### Task requirements
(1) In the passage on Thomas's emotions, why does obtaining a difficult good lead to joy rather than hope? Answer in one to three sentences.
(2) Please carry on the passage on Thomas's emotions from its last sentence.

When we love an object but have not possessed it yet, we experience desire naturally, but if the object is hated and not possessed yet then we experience an aversion to that thing in order to avoid the evil.
Finally, if the object is easy to obtain, perceived to be good, and we actually possess it, then we experience joy, for we got what we wanted. When an object is easy to obtain, hated, and we possess it/experience it then we experience sorrow or sadness at experiencing the present evil.
So, our couplets are love/hate, desire/aversion, joy/sadness.
For the second category of emotions, pertaining to difficult things to obtain, Thomas names 5 emotions. Similar to the list up above he gives further clarification to the difficult thing, in that it is either loved or hated, and present or absent. When we desire difficult things that are not present but good, we experience hope. Hope is built on desire, and allows us to persevere for the good thing despite the trails we may face. If, however it is not only difficult and good but judged to be impossible to obtain, then we fall into despair. If we do actually obtain the good, at the time of getting it, it is no longer difficult, so we then revert back to joy.

### Data excerpt
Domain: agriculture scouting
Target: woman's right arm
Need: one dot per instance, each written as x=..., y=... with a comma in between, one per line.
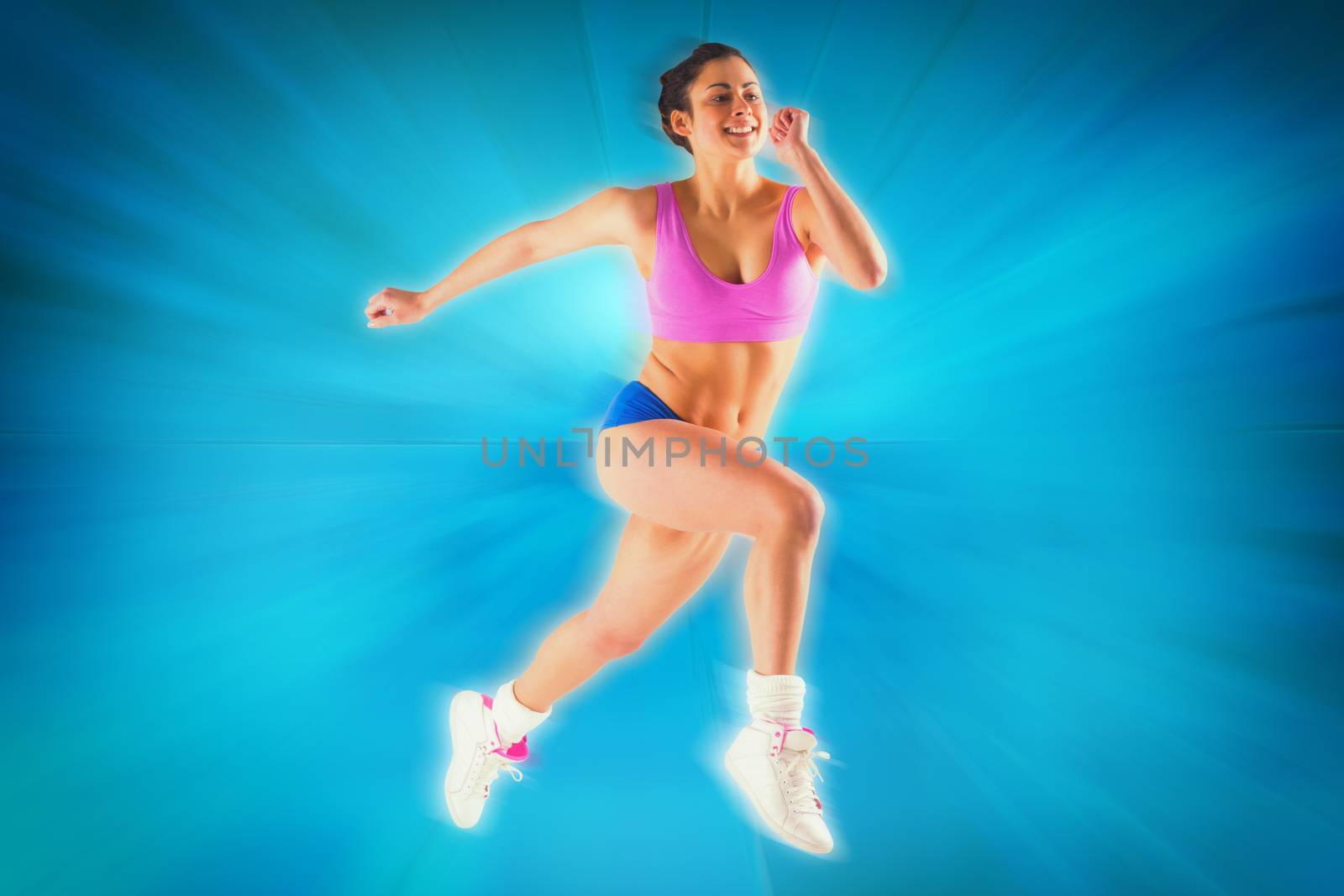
x=605, y=217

### Exercise results
(1) When we actually obtain the difficult good, it is no longer difficult at the moment we get it. So the emotion reverts to joy, which belongs to things that are good and possessed.

(2)
When we think about evil things that are difficult to overcome, I’m sure there are plenty of things that may come to mind in our world today. Courage arises when we judge something as hard, evil, not present, but we should engage it. As John Wayne said, “Courage is being scared to death, but saddling up anyway.” If the evil is not present and we try to avoid it we are experiencing the passion of fear, the active avoidance of an evil. Finally, when we face a present evil which we have hope that we can overcome, we are roused by anger in order to combat the evil present.
Our couplets then, for things difficult to attain are hope/despair, courage/fear, and anger.
For a helpful graph see below. (Note: A few of the terms I use are different than the graph below)
#3: Your judgements are key.
Our emotions are rooted not only in the external stimuli, but result from our judgment about the stimuli. Here, Thomas is in lock-step with an observation made from the ancient Stoic, Epictetus who stated, “Man is troubled not by events, but by the meaning he gives them”. This view point is also shared by modern cognitive behavioral therapy which helps people distinguish, “A”, the activating event, from “B”, the belief about that event, to “C” the consequences of that belief. We run away from the Tiger in fear because we judge the presence of the tiger to be a threat to our lives. That judgement may prove to be true or false.
There are many ways this kind of conceptual breakdown can be helpful. Often doing the hard work of identifying and naming our emotions is key first step towards addressing the issues and moving forward. Like the modern concept of emotions, Thomas’ framework allows for combinations of these various classifications of emotions. Anxiety for instance, may be a combination of hope and despair. Or one may experience first courage then anger in order to address an injustice in the world.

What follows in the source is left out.